>> Begin Records provided

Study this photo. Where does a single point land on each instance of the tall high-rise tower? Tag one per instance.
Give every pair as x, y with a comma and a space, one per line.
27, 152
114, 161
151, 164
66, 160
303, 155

>> End Records provided

_Exercise details_
Print each line of the records again without changing anything.

_Task answer_
Study this photo. Where does a single point land on each instance of the tall high-rise tower? Tag one per instance.
Give every pair as x, y with a comma and a space, one per line.
27, 152
114, 161
151, 164
66, 160
303, 155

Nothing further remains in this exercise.